September 15, 2010
Ever get the feeling?
I probably shouldn't be writing this for the world to see but with the way I'm feeling I need to get things out before I explode. Since the semester has began I feel more angry and have been very irritable. I'm sure it's due to my hefty plate: school, work, internship, wedding... it's a lot to deal with and I was thinking of doing dance too! SMH! Lately though, after getting feedback from professors and my editor I have been feeling inadequate as a writer. As if I'm not really cut out for this journalism thing. Last year I was great, my articles were good and I got commended by my professors. But after one summer I suck ass...I'm just emotional in general it seems.
I think it boils down to me not being happy with how my life is going right now...things are up in the air and I have no control. I feel as though I'm not being listened to or as if what i say has no meaning to people. Some people can act as if things I ask of them is too much or unimportant to them. I guess...I'm starting to really think it's a "ME" problem. There has to be something wrong with me. I can't imagine that's it's everyone else around me causing me distress but I don't know what the problem is. I took a screening test last nigh online and it said I have symptoms of general anxiety disorder which explains a lot but how do I fix that? How can I fix my brain?
I always thought that the life I had only made me a stronger person but it seems that it made me mentally ill. I have been through so much and no matter how much I say it didn't effect me it must have and I HATE that it did. Maybe that's why I'm so angry, hell if I know.
If anyone reads this, thanks. If anyone comments, thanks.

Free-text object descriptions:
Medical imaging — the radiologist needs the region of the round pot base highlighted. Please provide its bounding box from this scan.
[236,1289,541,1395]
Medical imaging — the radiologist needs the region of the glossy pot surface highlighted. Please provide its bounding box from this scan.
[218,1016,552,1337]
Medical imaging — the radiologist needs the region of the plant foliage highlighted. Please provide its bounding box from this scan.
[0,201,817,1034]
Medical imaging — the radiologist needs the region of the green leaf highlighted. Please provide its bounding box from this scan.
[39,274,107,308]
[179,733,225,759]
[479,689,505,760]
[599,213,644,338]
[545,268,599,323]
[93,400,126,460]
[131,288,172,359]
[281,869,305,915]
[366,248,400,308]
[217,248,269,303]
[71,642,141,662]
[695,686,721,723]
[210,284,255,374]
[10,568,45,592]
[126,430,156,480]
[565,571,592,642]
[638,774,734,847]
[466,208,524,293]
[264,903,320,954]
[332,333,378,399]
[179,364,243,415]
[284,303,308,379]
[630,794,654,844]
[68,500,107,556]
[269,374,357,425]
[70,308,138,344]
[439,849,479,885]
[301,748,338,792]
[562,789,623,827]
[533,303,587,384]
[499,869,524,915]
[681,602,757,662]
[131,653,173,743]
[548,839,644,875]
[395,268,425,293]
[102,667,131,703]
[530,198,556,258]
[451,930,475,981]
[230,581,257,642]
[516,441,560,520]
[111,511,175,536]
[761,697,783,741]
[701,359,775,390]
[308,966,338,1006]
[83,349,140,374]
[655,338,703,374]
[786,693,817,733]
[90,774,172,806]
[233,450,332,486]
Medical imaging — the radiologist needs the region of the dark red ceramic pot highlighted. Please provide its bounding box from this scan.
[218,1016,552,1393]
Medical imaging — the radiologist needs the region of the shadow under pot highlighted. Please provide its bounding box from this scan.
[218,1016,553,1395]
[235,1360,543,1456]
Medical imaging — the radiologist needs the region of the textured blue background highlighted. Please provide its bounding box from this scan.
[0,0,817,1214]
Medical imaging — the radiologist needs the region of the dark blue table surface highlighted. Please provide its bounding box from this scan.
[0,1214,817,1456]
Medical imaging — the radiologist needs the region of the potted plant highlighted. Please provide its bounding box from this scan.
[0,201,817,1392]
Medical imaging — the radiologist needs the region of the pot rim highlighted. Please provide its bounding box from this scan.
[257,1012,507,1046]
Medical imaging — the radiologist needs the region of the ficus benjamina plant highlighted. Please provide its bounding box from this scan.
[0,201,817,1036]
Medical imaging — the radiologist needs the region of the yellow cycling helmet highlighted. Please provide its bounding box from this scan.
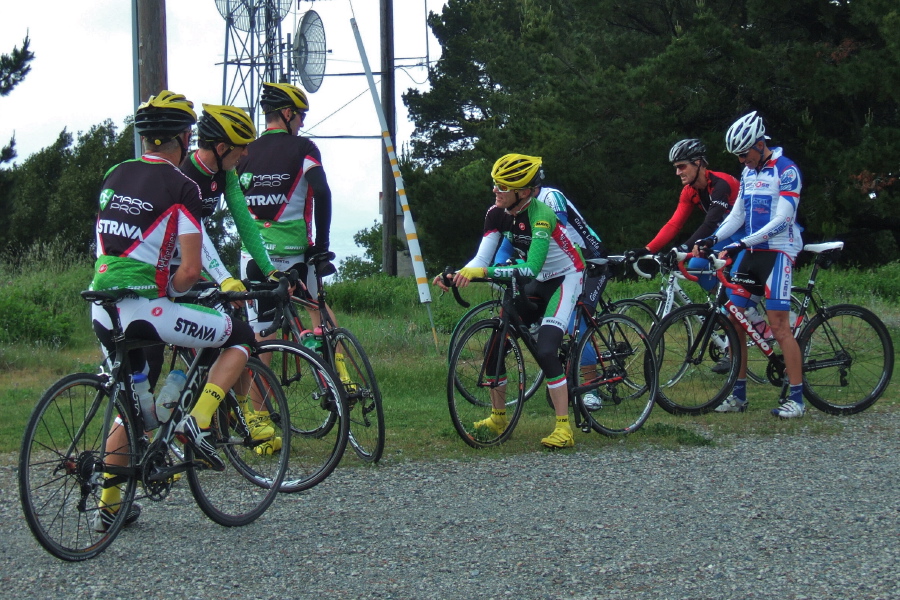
[134,90,197,141]
[491,154,544,191]
[197,104,256,146]
[259,83,309,113]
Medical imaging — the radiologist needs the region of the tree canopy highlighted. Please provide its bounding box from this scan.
[401,0,900,271]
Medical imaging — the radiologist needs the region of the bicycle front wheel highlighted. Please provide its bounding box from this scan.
[799,304,894,415]
[569,313,658,436]
[18,373,137,561]
[328,328,385,463]
[185,358,291,527]
[447,319,525,448]
[257,340,350,493]
[653,304,740,415]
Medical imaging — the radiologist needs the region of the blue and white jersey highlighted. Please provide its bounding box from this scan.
[715,148,803,260]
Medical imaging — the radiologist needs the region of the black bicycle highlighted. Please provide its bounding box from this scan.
[18,280,291,561]
[445,276,657,448]
[654,242,894,415]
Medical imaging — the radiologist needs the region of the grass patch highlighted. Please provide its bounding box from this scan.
[0,254,900,460]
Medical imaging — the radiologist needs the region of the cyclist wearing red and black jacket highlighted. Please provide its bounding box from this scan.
[434,154,585,448]
[238,83,333,332]
[628,138,740,289]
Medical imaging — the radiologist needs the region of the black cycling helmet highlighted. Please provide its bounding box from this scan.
[259,82,309,113]
[669,138,706,164]
[134,90,197,146]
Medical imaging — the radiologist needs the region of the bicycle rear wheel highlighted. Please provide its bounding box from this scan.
[569,313,658,436]
[185,358,291,527]
[329,328,385,463]
[447,319,525,448]
[18,373,137,561]
[799,304,894,415]
[447,300,544,402]
[653,304,740,415]
[257,340,350,493]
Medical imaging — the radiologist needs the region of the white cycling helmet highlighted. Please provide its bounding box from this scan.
[725,110,766,154]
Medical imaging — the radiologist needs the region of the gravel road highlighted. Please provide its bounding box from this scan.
[0,409,900,600]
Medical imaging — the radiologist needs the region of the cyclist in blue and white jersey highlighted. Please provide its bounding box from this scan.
[698,111,806,418]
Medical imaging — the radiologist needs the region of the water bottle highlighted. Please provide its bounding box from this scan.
[131,373,159,431]
[300,327,322,352]
[156,369,187,423]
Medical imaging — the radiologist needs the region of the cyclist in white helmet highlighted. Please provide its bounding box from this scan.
[697,111,806,418]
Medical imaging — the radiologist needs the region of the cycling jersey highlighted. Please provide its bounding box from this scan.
[466,199,585,281]
[238,129,331,256]
[715,148,803,260]
[647,171,739,254]
[172,152,275,283]
[91,155,202,298]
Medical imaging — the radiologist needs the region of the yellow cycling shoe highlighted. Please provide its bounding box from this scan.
[541,427,575,448]
[474,415,509,435]
[247,413,275,441]
[254,437,281,456]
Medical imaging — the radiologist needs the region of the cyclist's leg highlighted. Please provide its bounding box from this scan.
[766,252,805,417]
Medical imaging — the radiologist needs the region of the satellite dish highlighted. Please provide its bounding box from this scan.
[294,10,327,92]
[216,0,293,31]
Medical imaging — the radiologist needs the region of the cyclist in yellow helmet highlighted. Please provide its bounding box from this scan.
[435,154,585,448]
[91,90,264,531]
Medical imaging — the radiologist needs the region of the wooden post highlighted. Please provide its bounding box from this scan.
[381,0,397,275]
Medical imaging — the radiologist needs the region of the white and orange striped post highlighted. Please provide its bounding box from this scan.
[350,19,439,348]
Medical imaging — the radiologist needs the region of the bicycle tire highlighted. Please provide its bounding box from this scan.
[257,340,350,493]
[653,304,740,415]
[568,313,659,437]
[18,373,138,561]
[799,304,894,415]
[326,327,386,463]
[447,319,525,448]
[447,299,544,403]
[185,357,291,527]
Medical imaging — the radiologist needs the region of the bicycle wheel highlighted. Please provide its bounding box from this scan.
[185,358,291,527]
[447,319,525,448]
[257,340,350,493]
[447,300,544,402]
[18,373,137,561]
[799,304,894,415]
[653,304,740,415]
[328,328,385,463]
[569,313,659,436]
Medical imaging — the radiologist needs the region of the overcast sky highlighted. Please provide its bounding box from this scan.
[0,0,444,268]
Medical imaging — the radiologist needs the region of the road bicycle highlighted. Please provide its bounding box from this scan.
[445,275,657,448]
[654,242,894,415]
[260,252,386,463]
[444,255,659,401]
[18,280,291,561]
[632,249,801,384]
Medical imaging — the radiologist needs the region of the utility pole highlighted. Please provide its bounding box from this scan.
[381,0,397,275]
[131,0,169,157]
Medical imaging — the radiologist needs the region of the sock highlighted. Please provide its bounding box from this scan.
[191,383,225,429]
[731,379,747,402]
[100,473,122,510]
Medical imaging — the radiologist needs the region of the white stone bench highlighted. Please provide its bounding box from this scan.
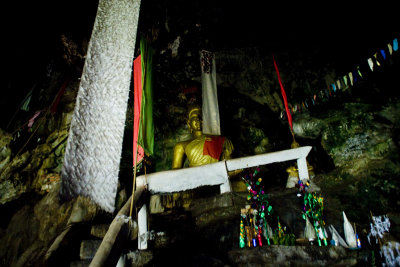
[136,146,312,250]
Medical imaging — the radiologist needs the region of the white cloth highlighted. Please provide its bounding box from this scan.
[60,0,140,215]
[200,50,221,135]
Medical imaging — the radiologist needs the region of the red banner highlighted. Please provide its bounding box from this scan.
[272,56,293,132]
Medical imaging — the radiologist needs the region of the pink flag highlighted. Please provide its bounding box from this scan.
[133,55,144,165]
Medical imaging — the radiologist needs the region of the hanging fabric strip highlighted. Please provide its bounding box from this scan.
[393,38,399,51]
[138,37,154,155]
[374,52,381,67]
[388,44,393,55]
[50,79,69,113]
[381,49,386,60]
[272,56,293,132]
[336,80,342,90]
[368,58,374,71]
[200,50,221,135]
[133,55,144,165]
[349,72,353,86]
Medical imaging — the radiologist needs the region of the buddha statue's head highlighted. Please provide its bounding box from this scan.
[187,106,203,133]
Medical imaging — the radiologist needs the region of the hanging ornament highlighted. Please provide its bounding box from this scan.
[357,66,363,78]
[381,49,386,60]
[343,75,347,87]
[374,52,381,67]
[336,80,342,90]
[239,218,246,248]
[349,72,353,86]
[368,58,374,71]
[393,38,399,51]
[331,83,336,92]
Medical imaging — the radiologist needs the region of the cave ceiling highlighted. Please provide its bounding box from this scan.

Instructions for the task:
Reproduce verbatim the stretch of the blog post from "September 15, 2010" through "general it seems.".

Exercise result:
September 15, 2010
Ever get the feeling?
I probably shouldn't be writing this for the world to see but with the way I'm feeling I need to get things out before I explode. Since the semester has began I feel more angry and have been very irritable. I'm sure it's due to my hefty plate: school, work, internship, wedding... it's a lot to deal with and I was thinking of doing dance too! SMH! Lately though, after getting feedback from professors and my editor I have been feeling inadequate as a writer. As if I'm not really cut out for this journalism thing. Last year I was great, my articles were good and I got commended by my professors. But after one summer I suck ass...I'm just emotional in general it seems.